### Task list:
• A. Answer these questions using the health care fraud text:
(i) How many months in prison did the Detroit home health care company co-owner receive?
(ii) About how much did the home health scheme cost the federal government?
(iii) What prison sentence did the mother who co-owned the Miami-area pharmacies receive?
• B. Reproduce the health care fraud text from "A mother and" up to and including "facilitate the kickbacks.".
--- Exercise text Enclosed Below ---
The Department of Justice (DOJ) has continued to crack down on health care fraud in a variety of areas. From a multi-million dollar home health scheme to a mother-son pharmacy fraud team, several perpetrators have been sentenced to prison and ordered to pay restitution for their crimes.

Home health

A Detroit home health care company co-owner was sentenced to 96 months in prison for his part in a fraud scheme. Evidence presented at trial revealed that from 2006 to 2011, he and co-conspirators paid kickbacks to recruiters who passed on cash to patients in order to induce them to sign up for home health care services. Physicians also received kickbacks in exchange for referrals for home health services that were not medically necessary and not provided. This scheme ultimately caused about $33 million in losses to the federal government.

Another co-conspirator was recently sentenced to 360 months in prison for his part in the fraud scheme.

Pharmacy fraud

A mother and son team received prison sentences following their guilty pleas to conspiracy to commit health fraud through their pharmacies. The mother co-owned and operated some Miami-area pharmacies, through which she submitted false and fraudulent claims through Medicare Part D. She led a fraud scheme in which Medicare beneficiaries and patient recruiters were paid for medically unnecessary prescriptions, and various co-conspirators were directed to make kickback payments and conceal fraudulent funds. The son wrote checks to money launderers from the pharmacy in order to facilitate the kickbacks.

In their guilty pleas, the mother admitted that she caused $9.5 million in losses to the government, while the son caused losses of at least $1.5 million. She was sentenced to 120 months in prison, while he was sentenced to 30 months.
--- End of Enclosed Exercise text ---
--- Entries provided Enclosed Below ---
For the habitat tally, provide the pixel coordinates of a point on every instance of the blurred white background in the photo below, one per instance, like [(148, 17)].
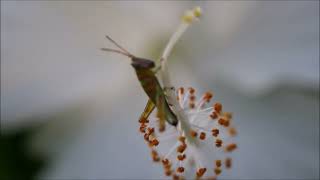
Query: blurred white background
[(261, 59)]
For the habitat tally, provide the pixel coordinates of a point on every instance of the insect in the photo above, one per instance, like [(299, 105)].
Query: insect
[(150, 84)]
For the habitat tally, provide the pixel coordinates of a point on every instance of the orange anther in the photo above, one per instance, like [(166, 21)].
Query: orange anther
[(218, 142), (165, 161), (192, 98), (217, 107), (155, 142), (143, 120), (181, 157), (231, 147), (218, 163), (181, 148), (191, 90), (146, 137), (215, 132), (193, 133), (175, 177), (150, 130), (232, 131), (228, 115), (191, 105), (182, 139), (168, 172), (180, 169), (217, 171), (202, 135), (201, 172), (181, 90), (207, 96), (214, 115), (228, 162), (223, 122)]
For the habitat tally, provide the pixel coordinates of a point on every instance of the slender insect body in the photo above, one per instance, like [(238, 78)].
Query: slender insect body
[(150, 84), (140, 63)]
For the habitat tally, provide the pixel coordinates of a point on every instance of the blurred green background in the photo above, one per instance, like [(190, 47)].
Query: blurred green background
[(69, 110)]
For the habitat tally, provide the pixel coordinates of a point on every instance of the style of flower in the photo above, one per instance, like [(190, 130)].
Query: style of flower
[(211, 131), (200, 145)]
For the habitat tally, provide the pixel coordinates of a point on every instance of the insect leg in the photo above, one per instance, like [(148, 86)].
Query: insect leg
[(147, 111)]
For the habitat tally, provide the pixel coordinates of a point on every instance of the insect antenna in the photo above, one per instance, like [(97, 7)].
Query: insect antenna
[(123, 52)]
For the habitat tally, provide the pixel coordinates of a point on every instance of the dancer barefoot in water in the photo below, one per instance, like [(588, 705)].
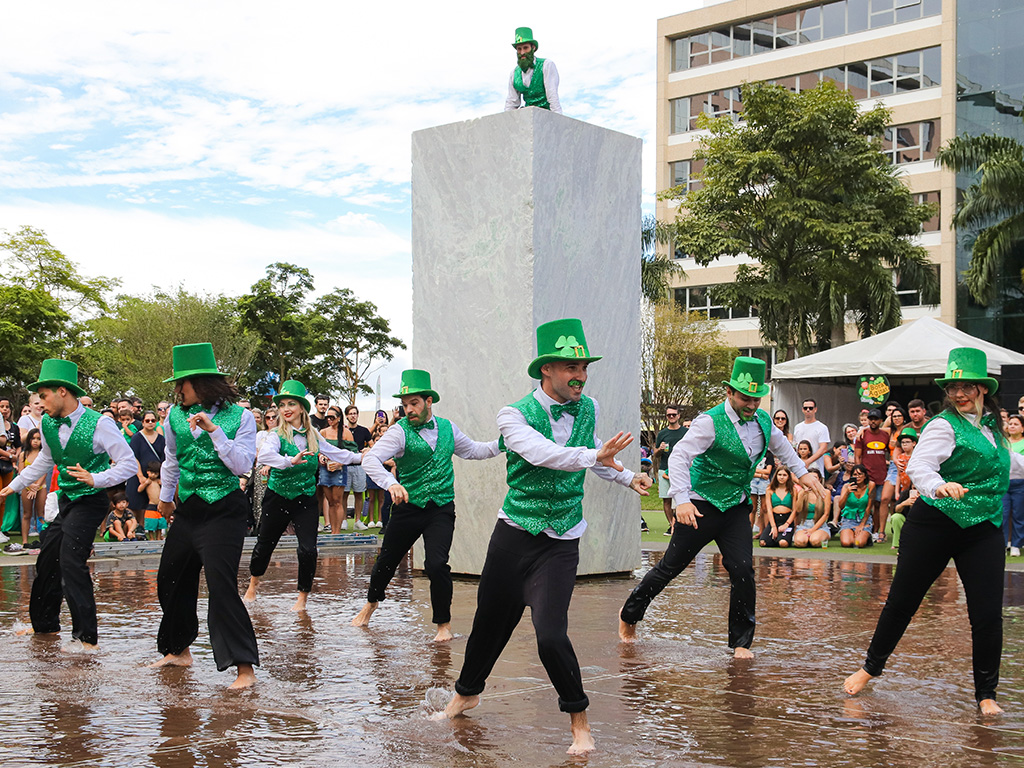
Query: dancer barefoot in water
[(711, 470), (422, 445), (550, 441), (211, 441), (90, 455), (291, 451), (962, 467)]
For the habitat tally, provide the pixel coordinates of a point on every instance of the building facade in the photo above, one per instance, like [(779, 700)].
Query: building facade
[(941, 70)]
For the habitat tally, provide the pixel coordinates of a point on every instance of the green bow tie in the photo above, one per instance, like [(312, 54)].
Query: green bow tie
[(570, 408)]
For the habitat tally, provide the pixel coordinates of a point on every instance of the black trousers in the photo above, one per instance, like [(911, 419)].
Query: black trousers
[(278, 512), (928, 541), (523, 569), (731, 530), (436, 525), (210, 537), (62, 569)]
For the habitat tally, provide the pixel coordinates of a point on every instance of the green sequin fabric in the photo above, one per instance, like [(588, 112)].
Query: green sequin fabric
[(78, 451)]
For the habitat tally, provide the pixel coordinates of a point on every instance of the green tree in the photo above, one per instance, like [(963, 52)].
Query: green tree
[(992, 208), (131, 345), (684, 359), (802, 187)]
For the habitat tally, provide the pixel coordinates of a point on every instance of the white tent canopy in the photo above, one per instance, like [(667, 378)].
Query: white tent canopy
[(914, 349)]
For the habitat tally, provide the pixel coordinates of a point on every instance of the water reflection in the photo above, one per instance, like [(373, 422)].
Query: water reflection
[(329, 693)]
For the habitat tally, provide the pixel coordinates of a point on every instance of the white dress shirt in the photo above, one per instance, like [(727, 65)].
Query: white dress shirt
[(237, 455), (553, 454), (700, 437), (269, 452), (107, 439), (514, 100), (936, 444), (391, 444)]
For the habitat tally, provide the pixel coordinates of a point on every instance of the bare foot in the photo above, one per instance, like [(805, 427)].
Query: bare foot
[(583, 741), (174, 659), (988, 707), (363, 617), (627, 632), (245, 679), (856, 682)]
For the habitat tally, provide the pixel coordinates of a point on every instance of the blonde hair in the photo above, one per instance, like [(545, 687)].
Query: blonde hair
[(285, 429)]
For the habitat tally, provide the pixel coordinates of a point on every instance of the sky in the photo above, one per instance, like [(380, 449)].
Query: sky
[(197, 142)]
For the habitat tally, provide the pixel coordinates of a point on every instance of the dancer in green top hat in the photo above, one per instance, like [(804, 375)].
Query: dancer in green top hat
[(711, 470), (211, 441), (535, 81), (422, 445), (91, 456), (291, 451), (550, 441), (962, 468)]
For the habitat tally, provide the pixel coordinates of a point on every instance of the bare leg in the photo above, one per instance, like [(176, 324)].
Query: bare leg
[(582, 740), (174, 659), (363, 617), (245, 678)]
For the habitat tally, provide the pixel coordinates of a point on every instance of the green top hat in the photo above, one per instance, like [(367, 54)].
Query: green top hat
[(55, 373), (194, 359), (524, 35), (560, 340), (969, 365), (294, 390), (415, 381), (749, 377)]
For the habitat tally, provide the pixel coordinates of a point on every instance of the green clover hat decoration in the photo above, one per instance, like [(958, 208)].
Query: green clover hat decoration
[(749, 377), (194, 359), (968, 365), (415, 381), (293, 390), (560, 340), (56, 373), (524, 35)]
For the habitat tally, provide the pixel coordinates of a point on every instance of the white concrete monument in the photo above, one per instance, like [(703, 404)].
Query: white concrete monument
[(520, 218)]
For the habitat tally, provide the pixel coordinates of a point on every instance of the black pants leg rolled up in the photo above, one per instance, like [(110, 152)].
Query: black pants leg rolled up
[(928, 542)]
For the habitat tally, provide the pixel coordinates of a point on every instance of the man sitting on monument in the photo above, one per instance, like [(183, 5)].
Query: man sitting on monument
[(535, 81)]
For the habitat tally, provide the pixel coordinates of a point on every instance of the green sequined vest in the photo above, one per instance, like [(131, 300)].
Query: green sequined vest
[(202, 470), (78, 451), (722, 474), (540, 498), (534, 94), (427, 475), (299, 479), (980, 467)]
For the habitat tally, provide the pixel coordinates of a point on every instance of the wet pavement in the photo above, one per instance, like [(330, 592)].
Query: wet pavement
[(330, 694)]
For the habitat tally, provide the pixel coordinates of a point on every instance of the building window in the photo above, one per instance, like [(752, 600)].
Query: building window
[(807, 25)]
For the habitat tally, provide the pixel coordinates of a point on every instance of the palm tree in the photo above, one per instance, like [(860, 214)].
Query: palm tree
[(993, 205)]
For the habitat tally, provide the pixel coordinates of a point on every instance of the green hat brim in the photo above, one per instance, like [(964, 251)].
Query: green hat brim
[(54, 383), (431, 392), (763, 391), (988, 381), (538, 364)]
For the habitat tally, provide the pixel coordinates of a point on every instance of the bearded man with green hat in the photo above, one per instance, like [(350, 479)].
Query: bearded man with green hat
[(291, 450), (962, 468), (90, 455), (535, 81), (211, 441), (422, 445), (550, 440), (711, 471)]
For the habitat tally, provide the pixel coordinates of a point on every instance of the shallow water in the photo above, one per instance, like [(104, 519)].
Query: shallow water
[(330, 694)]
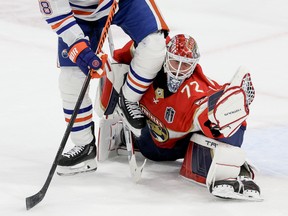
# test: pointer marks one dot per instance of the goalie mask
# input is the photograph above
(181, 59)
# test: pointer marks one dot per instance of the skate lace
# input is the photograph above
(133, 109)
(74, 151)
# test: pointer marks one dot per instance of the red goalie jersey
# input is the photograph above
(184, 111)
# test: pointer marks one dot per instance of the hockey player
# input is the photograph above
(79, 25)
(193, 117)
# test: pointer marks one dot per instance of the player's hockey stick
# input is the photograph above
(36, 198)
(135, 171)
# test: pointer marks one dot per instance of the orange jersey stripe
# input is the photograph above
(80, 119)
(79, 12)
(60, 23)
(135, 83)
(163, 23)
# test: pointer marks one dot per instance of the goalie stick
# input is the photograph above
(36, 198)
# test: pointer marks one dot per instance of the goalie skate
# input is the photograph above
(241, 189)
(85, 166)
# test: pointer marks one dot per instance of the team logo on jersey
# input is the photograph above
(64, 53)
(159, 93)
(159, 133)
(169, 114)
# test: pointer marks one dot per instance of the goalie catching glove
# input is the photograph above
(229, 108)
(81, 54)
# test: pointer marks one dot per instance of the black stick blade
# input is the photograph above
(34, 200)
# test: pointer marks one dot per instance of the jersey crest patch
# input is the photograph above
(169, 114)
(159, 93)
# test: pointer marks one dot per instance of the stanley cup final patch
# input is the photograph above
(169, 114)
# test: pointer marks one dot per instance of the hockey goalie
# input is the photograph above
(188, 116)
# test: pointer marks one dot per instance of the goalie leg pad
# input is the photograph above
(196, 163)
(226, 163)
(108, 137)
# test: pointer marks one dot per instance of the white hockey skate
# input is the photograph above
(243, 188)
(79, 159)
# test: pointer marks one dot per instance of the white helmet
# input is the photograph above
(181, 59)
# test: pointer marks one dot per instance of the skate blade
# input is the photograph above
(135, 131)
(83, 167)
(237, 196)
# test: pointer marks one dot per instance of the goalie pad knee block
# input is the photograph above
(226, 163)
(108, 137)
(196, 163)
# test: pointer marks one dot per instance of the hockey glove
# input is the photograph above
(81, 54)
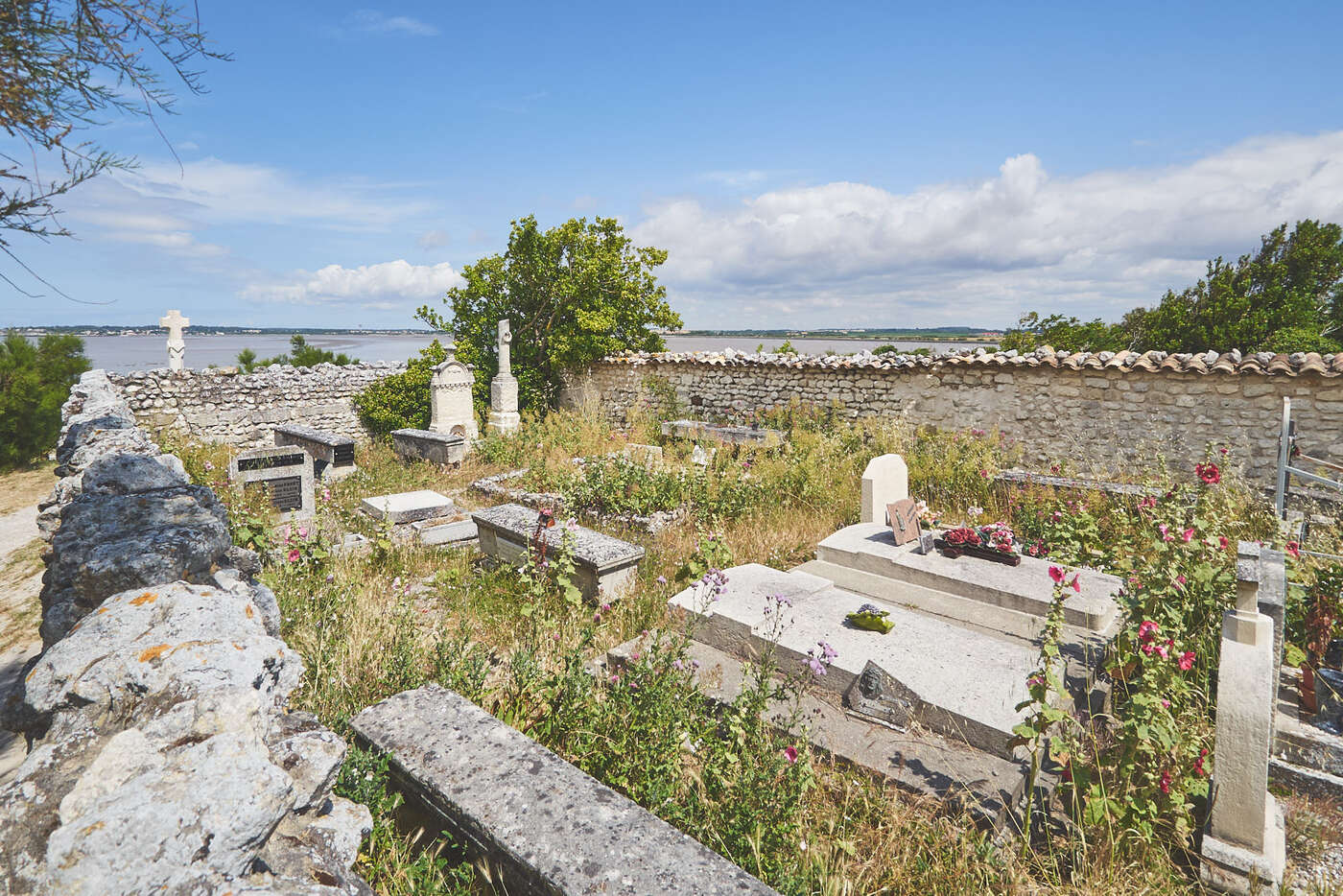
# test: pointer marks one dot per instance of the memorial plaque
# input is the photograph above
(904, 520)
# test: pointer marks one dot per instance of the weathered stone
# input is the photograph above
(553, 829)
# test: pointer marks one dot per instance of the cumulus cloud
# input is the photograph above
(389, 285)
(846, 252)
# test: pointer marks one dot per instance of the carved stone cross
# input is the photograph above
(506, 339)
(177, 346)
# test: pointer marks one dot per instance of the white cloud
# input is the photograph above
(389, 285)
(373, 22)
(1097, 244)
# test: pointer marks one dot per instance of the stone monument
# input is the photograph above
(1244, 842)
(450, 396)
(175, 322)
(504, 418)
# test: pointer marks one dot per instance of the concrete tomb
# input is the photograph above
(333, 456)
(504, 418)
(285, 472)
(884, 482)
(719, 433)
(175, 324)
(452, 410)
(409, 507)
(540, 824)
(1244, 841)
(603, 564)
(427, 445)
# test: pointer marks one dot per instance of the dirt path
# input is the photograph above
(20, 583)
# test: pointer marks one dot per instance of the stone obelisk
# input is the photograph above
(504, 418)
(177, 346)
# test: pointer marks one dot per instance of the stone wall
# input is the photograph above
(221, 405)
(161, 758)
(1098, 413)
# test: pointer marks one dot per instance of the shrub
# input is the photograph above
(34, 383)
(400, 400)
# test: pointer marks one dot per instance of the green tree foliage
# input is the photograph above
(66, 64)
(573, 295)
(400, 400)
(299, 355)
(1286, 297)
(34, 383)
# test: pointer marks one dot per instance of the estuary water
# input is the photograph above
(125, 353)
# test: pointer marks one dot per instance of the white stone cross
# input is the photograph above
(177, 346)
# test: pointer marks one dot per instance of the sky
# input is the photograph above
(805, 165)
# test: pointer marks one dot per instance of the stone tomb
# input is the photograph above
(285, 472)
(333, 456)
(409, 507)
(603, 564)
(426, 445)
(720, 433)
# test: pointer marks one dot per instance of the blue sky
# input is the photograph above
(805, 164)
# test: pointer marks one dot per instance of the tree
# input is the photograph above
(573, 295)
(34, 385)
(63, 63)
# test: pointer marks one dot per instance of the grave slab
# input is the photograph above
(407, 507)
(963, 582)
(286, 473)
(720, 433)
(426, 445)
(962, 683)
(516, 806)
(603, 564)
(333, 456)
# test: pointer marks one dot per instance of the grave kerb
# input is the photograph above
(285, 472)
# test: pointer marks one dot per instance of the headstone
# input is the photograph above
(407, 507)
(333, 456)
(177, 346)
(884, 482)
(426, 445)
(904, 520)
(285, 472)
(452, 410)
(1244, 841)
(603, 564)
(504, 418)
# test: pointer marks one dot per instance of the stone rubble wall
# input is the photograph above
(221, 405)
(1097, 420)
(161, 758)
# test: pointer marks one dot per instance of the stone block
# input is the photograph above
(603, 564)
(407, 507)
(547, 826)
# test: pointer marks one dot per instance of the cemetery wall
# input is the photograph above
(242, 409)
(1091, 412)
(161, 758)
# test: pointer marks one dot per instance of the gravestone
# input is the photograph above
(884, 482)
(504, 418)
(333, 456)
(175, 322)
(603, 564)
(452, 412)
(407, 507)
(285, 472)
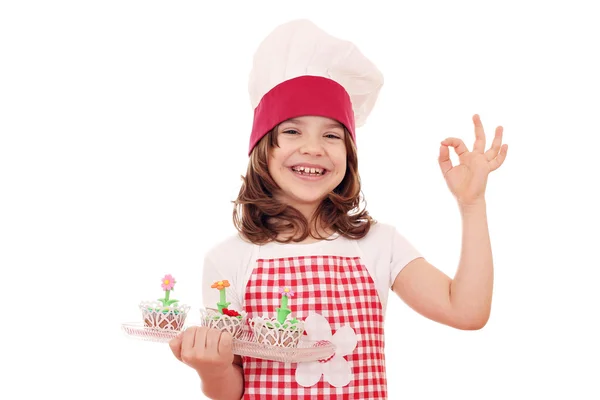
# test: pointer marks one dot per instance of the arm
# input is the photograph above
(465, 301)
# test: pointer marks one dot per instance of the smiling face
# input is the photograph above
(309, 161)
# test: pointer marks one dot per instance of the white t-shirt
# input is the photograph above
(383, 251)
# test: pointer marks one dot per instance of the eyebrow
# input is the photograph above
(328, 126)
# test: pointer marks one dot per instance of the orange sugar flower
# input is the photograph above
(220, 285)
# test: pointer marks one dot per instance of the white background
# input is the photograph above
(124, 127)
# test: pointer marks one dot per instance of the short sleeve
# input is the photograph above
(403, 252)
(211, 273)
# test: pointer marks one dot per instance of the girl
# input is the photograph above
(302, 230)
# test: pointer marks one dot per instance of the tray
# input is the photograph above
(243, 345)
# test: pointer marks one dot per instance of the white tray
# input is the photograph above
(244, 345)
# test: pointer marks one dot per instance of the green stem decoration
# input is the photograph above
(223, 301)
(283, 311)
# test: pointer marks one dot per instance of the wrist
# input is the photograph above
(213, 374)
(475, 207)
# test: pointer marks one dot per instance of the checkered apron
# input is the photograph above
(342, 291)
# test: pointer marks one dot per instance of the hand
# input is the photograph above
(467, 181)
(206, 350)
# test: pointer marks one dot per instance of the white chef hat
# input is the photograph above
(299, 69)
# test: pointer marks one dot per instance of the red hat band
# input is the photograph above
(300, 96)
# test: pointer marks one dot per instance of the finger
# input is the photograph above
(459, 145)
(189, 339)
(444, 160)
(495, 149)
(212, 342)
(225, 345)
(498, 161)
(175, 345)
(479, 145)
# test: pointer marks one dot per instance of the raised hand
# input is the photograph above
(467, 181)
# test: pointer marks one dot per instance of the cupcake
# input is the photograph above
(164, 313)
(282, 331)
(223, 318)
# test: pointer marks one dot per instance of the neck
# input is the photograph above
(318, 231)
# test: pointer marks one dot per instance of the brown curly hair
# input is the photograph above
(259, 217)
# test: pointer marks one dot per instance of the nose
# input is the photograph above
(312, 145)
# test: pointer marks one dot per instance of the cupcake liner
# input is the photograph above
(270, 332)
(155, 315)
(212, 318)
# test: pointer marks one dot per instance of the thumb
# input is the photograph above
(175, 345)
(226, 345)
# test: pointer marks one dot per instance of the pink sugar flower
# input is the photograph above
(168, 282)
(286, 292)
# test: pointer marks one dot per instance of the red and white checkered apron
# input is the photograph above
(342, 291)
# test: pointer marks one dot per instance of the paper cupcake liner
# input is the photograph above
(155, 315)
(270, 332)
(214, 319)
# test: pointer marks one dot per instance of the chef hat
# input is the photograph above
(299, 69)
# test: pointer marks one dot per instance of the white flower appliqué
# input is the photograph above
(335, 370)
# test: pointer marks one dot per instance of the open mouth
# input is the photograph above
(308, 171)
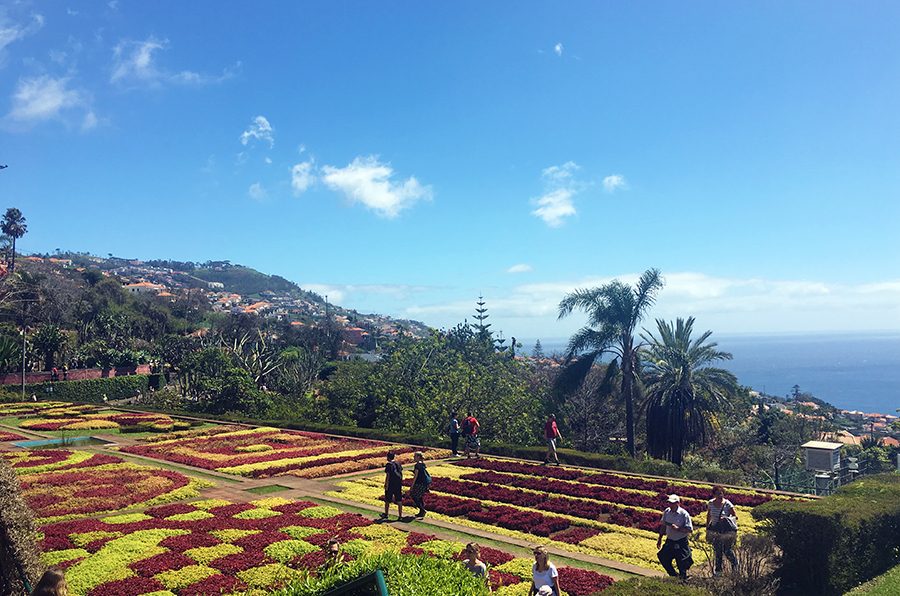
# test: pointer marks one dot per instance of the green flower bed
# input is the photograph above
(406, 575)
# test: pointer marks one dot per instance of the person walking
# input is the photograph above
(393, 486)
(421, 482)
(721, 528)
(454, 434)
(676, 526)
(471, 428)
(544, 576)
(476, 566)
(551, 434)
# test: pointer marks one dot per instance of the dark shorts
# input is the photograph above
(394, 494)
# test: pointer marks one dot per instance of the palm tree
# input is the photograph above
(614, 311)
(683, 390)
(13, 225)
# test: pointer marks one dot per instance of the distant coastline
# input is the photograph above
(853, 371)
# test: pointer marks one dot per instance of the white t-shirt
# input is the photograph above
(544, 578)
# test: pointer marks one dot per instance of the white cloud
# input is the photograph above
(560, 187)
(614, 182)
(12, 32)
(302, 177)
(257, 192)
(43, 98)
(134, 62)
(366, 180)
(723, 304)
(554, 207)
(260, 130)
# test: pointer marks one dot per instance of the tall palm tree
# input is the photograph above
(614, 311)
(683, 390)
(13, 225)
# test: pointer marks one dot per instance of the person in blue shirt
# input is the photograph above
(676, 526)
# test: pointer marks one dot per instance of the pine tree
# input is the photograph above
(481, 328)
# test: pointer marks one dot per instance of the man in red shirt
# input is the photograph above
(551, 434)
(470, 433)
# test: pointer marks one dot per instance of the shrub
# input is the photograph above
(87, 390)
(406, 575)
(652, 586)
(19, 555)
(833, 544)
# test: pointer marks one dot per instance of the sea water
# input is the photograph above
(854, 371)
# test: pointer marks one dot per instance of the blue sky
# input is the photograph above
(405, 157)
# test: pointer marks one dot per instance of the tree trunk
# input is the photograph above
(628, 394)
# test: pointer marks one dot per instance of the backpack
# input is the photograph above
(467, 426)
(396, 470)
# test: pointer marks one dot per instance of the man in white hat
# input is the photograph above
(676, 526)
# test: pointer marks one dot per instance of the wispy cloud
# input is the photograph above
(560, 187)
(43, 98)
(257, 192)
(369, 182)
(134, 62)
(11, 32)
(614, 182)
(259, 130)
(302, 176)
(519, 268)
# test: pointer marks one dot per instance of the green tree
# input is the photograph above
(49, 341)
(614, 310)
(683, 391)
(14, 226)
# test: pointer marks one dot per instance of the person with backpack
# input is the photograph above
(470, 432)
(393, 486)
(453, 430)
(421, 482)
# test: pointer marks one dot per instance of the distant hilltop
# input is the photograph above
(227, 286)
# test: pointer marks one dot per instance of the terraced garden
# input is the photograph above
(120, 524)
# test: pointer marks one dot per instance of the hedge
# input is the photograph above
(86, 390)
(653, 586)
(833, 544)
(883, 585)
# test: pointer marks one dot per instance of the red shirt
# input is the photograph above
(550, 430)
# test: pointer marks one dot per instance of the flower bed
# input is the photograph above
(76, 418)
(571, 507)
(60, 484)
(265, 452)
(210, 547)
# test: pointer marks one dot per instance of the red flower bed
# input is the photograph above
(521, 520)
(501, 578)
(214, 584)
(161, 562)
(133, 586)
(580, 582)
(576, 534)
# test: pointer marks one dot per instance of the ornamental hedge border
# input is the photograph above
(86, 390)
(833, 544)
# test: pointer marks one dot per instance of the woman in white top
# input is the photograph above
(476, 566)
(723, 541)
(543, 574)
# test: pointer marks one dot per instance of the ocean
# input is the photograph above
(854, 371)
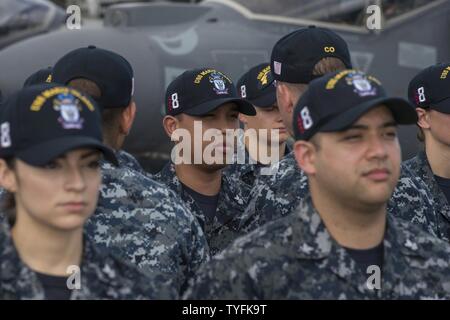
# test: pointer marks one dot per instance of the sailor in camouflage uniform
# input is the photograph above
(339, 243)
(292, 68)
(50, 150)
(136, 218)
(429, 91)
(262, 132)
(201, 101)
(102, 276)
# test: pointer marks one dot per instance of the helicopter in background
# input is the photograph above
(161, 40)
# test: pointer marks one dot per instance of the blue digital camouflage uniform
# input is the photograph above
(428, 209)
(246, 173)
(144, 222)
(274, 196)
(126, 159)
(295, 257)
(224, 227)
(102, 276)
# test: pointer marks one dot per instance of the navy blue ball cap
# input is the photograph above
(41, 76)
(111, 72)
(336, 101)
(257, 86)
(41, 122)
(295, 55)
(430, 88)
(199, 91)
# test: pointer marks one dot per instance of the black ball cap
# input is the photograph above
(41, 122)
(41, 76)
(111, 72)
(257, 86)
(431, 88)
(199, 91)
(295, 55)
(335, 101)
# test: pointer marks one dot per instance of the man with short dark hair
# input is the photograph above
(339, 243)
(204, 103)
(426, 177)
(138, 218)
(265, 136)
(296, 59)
--- End of Enclosed Entries provided ---
### Solution set:
• A.
(i) 96 months
(ii) About $33 million
(iii) 120 months

• B.
A mother and son team received prison sentences following their guilty pleas to conspiracy to commit health fraud through their pharmacies. The mother co-owned and operated some Miami-area pharmacies, through which she submitted false and fraudulent claims through Medicare Part D. She led a fraud scheme in which Medicare beneficiaries and patient recruiters were paid for medically unnecessary prescriptions, and various co-conspirators were directed to make kickback payments and conceal fraudulent funds. The son wrote checks to money launderers from the pharmacy in order to facilitate the kickbacks.